### Task to complete
Copy out all lines in the data below containing the string "tree".

[Records excerpted from a collection]
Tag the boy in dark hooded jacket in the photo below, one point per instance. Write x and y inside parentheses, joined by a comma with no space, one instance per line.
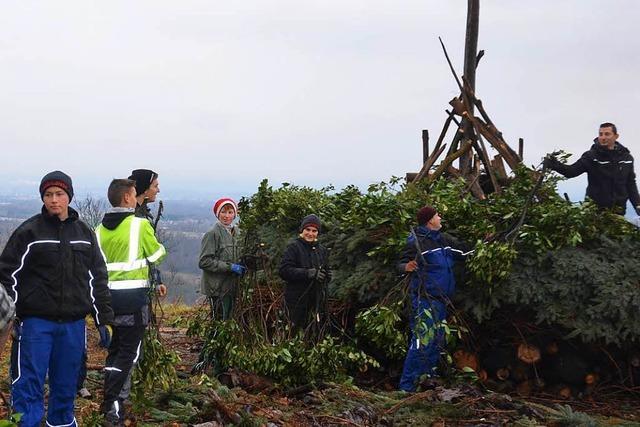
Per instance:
(609,168)
(304,268)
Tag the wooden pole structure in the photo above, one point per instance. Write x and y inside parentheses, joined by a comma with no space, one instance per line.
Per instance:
(425,145)
(470,60)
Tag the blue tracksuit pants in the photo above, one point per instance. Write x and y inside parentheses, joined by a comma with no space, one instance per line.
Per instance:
(422,358)
(45,346)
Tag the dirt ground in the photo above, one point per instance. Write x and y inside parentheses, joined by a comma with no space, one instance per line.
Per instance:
(244,399)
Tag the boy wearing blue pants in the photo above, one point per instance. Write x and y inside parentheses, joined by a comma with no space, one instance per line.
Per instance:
(53,269)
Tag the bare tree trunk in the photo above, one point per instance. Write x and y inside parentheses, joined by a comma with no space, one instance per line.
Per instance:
(470,58)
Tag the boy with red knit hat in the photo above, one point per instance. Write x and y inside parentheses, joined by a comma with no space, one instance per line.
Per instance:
(220,260)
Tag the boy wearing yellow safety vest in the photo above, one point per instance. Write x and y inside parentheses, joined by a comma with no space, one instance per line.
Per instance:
(129,245)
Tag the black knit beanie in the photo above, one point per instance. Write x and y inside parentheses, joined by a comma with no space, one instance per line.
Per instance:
(310,220)
(143,179)
(57,179)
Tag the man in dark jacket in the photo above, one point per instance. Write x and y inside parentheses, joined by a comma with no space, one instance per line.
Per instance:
(609,168)
(53,269)
(304,268)
(431,287)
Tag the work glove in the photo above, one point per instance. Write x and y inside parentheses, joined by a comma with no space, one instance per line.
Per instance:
(238,269)
(105,332)
(551,163)
(321,275)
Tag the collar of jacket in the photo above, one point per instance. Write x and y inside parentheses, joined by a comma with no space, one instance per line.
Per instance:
(310,244)
(73,216)
(422,230)
(113,219)
(617,148)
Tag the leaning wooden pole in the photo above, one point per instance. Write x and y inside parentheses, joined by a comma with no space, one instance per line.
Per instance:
(470,60)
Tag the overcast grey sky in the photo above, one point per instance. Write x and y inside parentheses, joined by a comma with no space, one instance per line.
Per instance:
(218,95)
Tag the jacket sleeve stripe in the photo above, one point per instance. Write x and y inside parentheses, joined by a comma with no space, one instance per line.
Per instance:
(24,256)
(156,256)
(84,242)
(134,238)
(93,299)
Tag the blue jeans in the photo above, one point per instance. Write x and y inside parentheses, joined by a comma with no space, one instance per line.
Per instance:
(43,346)
(423,358)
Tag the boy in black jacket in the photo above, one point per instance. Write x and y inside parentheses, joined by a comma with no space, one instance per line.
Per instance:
(53,269)
(304,268)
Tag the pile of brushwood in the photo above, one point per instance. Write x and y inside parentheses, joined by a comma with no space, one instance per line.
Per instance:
(548,303)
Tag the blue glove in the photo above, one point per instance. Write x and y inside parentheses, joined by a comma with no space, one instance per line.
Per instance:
(239,269)
(105,335)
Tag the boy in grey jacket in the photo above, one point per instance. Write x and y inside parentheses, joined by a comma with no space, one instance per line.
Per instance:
(220,260)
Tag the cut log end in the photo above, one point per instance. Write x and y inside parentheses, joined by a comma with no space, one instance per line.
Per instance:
(528,353)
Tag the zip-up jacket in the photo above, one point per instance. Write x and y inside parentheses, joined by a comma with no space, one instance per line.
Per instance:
(220,248)
(297,259)
(129,245)
(54,270)
(612,180)
(434,277)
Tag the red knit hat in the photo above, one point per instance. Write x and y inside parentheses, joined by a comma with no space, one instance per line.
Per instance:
(221,203)
(425,214)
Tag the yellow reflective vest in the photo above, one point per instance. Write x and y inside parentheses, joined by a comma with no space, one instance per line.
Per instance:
(128,250)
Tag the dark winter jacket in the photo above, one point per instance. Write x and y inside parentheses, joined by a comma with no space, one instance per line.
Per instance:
(54,270)
(297,259)
(612,180)
(434,277)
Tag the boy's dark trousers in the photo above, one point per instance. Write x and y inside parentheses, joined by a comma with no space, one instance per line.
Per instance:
(124,352)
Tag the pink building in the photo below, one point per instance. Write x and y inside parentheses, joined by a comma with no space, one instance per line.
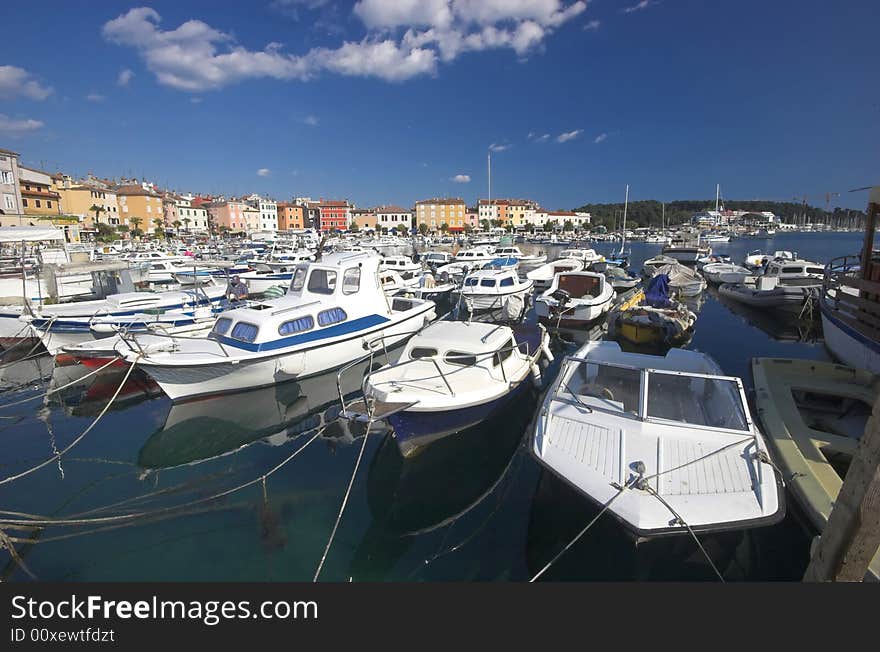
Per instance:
(235,215)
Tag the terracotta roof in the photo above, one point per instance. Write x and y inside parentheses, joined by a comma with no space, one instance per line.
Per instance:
(135,190)
(438,200)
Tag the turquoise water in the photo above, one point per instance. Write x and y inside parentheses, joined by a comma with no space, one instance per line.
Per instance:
(473,506)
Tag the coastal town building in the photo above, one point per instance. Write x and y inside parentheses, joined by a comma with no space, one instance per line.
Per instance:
(438,211)
(393,216)
(10,192)
(365,218)
(290,216)
(334,214)
(93,201)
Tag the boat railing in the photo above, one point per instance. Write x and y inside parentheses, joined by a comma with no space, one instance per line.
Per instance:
(522,347)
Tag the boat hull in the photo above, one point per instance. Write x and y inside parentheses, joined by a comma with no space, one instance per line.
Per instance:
(181,382)
(414,429)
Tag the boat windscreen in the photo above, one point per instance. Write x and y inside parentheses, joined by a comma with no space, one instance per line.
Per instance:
(710,402)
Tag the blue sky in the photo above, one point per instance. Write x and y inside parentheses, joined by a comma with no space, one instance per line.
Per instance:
(390,101)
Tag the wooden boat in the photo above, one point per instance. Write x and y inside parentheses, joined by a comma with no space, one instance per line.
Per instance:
(660,441)
(813,414)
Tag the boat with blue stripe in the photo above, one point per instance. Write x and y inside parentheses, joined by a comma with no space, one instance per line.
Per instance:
(334,312)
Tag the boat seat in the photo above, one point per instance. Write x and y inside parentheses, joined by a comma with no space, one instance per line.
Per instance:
(579,286)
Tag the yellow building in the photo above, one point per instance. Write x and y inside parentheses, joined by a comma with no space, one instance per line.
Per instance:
(434,212)
(140,203)
(78,198)
(37,196)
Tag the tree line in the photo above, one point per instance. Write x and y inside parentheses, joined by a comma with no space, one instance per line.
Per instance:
(649,213)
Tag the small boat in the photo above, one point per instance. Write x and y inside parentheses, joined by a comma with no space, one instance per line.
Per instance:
(653,264)
(525,260)
(725,273)
(768,293)
(619,279)
(543,275)
(505,262)
(334,313)
(490,289)
(755,259)
(686,281)
(814,414)
(67,324)
(403,265)
(435,259)
(451,376)
(575,299)
(652,318)
(665,443)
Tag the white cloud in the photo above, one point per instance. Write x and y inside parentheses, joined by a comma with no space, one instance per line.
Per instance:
(196,57)
(569,135)
(643,4)
(15,82)
(124,77)
(410,13)
(291,8)
(11,127)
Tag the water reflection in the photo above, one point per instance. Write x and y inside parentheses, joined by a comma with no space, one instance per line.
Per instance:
(452,480)
(779,325)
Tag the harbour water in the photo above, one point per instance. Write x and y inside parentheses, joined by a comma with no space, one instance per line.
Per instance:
(139,493)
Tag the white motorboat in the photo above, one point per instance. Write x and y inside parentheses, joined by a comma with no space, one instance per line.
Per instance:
(435,259)
(68,324)
(666,444)
(686,281)
(575,299)
(476,257)
(490,289)
(334,313)
(453,375)
(652,264)
(543,275)
(767,292)
(756,259)
(725,273)
(586,256)
(403,265)
(525,260)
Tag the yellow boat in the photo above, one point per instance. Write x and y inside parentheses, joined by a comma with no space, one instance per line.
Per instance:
(813,414)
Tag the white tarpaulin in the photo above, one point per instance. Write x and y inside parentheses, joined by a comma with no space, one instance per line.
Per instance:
(30,233)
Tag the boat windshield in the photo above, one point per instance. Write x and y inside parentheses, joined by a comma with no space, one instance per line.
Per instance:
(696,399)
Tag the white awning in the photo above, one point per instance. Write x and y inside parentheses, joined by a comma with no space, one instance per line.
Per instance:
(30,233)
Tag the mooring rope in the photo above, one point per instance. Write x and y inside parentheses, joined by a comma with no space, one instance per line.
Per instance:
(81,436)
(581,533)
(344,501)
(37,520)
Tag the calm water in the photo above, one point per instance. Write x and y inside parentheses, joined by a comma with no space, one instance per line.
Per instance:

### Written solution
Tag the bare tree trunk in the photo above, one point per instance. Write x and y inside parentheses, joined by a comma with no space, one instance per line.
Tag the tree line in the photo above, one point per instance. Write x and y inside parentheses, joined by a comma with no space, one instance per line.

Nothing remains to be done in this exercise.